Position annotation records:
## START
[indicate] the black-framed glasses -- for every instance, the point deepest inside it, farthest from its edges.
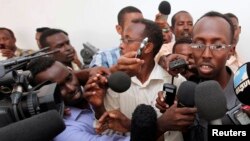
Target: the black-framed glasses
(215, 47)
(165, 30)
(129, 41)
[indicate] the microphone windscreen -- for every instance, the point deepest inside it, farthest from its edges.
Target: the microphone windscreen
(164, 8)
(119, 82)
(143, 123)
(242, 83)
(185, 94)
(210, 100)
(41, 127)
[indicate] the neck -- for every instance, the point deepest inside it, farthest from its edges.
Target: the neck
(146, 70)
(223, 78)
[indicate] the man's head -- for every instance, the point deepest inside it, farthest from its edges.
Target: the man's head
(39, 32)
(182, 46)
(136, 32)
(125, 16)
(47, 69)
(7, 39)
(237, 27)
(58, 39)
(212, 44)
(182, 24)
(166, 30)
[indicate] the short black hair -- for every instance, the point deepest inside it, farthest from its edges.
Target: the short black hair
(231, 15)
(47, 33)
(40, 64)
(126, 10)
(153, 32)
(218, 14)
(10, 31)
(173, 19)
(183, 40)
(42, 29)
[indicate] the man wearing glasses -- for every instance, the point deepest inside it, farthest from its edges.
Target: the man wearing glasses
(212, 46)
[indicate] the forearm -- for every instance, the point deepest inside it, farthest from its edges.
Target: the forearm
(99, 111)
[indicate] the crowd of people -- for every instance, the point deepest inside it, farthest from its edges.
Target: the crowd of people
(95, 112)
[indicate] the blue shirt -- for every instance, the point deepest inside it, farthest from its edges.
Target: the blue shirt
(79, 127)
(106, 58)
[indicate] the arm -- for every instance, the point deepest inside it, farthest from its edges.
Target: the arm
(114, 120)
(80, 131)
(128, 63)
(94, 92)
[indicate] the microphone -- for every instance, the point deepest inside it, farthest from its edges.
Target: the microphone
(185, 94)
(119, 81)
(242, 82)
(210, 101)
(164, 8)
(144, 123)
(41, 127)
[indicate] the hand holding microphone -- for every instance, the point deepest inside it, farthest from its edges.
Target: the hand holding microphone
(128, 63)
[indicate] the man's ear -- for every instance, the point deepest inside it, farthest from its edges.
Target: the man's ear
(119, 29)
(231, 51)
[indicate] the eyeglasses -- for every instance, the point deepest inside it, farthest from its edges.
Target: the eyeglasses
(215, 47)
(165, 30)
(129, 41)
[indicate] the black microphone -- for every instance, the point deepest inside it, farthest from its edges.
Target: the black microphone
(210, 101)
(144, 123)
(119, 81)
(164, 8)
(185, 94)
(41, 127)
(242, 83)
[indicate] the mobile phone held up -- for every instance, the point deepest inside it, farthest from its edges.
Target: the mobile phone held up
(169, 93)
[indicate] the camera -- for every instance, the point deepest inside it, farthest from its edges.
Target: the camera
(20, 101)
(169, 92)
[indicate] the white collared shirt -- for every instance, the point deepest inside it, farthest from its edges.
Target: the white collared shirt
(145, 93)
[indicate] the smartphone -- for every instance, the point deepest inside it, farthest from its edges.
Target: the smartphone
(169, 93)
(142, 45)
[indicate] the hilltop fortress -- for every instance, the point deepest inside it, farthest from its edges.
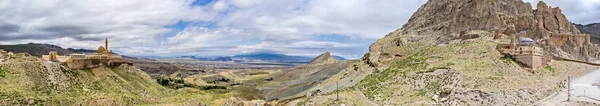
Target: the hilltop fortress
(102, 57)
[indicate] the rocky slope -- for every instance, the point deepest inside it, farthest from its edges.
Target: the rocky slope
(439, 21)
(592, 29)
(28, 80)
(324, 58)
(426, 62)
(35, 49)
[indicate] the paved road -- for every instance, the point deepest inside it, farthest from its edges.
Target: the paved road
(583, 86)
(582, 90)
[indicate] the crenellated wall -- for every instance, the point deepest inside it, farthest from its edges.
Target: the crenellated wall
(561, 39)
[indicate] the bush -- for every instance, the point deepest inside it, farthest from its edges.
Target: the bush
(209, 87)
(3, 72)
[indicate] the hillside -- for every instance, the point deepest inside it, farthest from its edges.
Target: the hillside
(294, 82)
(35, 49)
(428, 62)
(28, 80)
(592, 29)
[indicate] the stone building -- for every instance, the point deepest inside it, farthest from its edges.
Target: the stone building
(102, 57)
(526, 52)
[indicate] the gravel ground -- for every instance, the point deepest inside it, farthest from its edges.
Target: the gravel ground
(584, 85)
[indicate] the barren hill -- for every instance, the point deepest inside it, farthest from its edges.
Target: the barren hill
(593, 29)
(429, 60)
(28, 80)
(439, 21)
(324, 58)
(294, 82)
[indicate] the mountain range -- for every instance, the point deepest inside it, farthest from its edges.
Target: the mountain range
(592, 29)
(43, 49)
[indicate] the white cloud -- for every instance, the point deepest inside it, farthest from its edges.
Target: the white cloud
(126, 22)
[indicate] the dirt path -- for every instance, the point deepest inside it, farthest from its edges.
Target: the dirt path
(365, 98)
(581, 90)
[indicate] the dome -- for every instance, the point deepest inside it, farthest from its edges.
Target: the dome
(100, 50)
(526, 41)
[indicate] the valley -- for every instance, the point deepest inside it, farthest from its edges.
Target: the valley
(447, 53)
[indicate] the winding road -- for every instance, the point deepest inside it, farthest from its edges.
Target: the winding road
(582, 89)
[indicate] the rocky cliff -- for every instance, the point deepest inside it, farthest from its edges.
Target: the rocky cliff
(429, 61)
(592, 29)
(440, 21)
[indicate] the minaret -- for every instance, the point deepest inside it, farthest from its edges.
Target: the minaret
(106, 43)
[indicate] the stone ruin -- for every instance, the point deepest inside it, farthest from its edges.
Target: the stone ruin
(102, 57)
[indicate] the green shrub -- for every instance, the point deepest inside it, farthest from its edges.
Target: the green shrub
(3, 72)
(209, 87)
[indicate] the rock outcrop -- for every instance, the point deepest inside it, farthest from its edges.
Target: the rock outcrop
(324, 58)
(440, 21)
(592, 29)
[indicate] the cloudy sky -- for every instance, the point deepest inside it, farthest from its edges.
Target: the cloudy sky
(221, 27)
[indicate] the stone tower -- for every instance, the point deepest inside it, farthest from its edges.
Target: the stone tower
(106, 43)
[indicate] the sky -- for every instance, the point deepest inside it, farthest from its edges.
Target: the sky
(221, 27)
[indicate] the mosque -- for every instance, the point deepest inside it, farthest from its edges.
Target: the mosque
(102, 57)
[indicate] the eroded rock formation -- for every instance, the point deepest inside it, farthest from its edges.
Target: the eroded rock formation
(438, 21)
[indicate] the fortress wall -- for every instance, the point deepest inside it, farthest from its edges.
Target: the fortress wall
(562, 39)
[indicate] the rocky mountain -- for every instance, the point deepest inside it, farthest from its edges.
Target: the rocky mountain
(440, 21)
(592, 29)
(223, 59)
(269, 57)
(428, 61)
(28, 80)
(295, 82)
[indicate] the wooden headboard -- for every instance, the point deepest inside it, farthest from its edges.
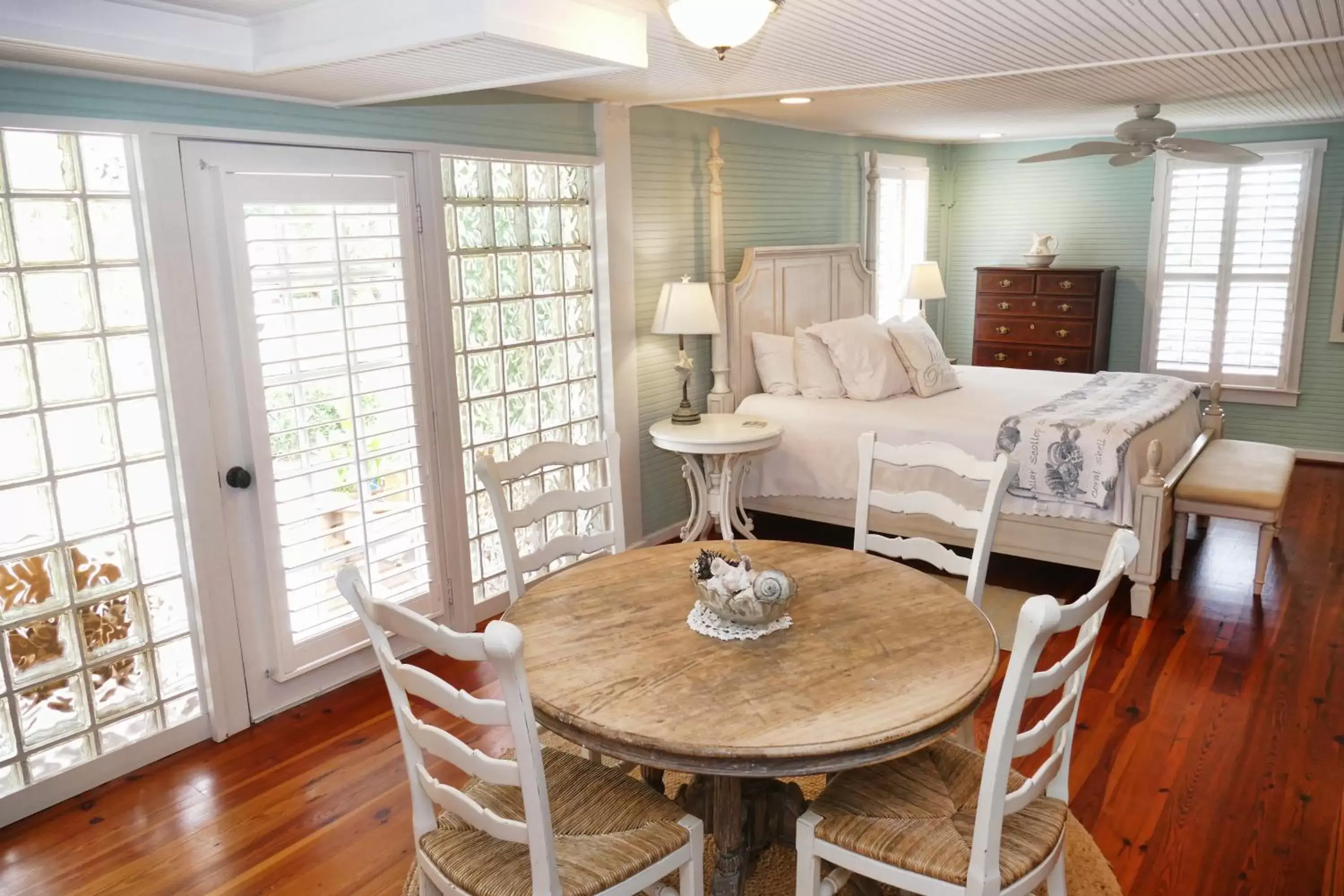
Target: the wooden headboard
(781, 288)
## END
*Task prompt:* Everything from the line with "[indicate] the cloudy" through the final line of the records above should be written out exactly, minus the pictures.

*The completed task:*
[indicate] the cloudy sky -- for every instance, the point deepest inside it, farthest from its edges.
Target: the cloudy sky
(221, 27)
[indicate] the stone tower -- for every instance, the point deepest inside it, farthest from its edges.
Target: the stone tower
(106, 43)
[indicate] the sky -- for every instance, the point deepest inside it, farthest from its edges.
Target: the sky
(221, 27)
[indicate] the mosque -- for every instance, the point deepest inside it, farthest from its edges.
Target: the mosque
(102, 57)
[indicate] the eroded rock formation -- for every instance, the point deepest inside it, farthest from its edges.
Target: the eroded rock formation
(438, 21)
[indicate] the fortress wall -- for every instance, the point deepest inside it, farthest from its edges.
Target: the fortress wall
(562, 39)
[indicate] the rocky mountain -- for every instance, the point deepest inside it, farthest from its edges.
Target: the rocky mountain
(440, 21)
(592, 29)
(223, 59)
(269, 57)
(428, 61)
(28, 80)
(295, 82)
[indicate] the wooden headboard -- for every instance, the point deepest inside it, farthest from its edges.
Target: the wooden headboard
(781, 288)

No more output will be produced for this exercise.